====== Dataset extract

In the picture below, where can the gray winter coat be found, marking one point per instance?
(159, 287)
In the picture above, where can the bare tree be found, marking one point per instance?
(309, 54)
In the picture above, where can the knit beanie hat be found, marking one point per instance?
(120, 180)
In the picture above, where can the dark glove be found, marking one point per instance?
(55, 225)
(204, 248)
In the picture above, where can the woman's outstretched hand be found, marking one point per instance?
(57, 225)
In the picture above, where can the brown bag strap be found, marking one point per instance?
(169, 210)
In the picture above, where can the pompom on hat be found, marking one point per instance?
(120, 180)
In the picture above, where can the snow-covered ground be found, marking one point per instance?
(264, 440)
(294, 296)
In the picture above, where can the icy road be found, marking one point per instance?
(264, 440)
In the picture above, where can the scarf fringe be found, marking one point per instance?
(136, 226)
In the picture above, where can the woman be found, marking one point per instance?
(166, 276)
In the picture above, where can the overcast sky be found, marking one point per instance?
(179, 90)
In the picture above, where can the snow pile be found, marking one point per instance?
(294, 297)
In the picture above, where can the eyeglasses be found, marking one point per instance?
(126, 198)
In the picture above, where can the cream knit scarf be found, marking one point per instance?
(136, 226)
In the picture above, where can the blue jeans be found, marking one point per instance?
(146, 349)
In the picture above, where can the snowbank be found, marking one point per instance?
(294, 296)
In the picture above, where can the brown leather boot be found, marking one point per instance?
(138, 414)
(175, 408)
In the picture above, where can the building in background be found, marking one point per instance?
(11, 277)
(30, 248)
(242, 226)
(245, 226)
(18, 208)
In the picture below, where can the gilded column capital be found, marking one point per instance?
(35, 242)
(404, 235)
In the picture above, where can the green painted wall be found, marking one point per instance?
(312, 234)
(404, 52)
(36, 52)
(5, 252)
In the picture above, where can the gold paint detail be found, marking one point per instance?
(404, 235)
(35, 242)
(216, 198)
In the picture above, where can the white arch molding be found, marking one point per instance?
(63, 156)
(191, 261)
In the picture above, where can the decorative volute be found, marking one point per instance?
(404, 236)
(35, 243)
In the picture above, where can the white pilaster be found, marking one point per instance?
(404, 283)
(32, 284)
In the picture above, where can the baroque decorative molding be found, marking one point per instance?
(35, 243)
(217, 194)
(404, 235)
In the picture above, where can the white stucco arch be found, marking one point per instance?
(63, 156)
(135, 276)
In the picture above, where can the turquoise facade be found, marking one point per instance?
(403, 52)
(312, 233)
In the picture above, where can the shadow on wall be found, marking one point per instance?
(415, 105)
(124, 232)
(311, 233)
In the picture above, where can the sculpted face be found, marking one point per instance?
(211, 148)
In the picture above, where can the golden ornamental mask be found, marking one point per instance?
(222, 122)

============

Can you write out again every line of the entries from the one containing "In the picture above, where can the turquoise" through the end of the entries, shifting each coordinate in the answers up by 115 and leaving the request lines unchanged?

Solution to this problem
In the picture above, where can the turquoise facade be found, marking one point per instance?
(518, 167)
(427, 348)
In the picture above, where can the shadow on wall be found, marking one point per instance?
(530, 220)
(239, 347)
(426, 348)
In the picture above, where can the sculpted face be found, marking one point per instance?
(326, 263)
In the picture above, where can the golden ornamental mask be found, marking one point per instance?
(337, 237)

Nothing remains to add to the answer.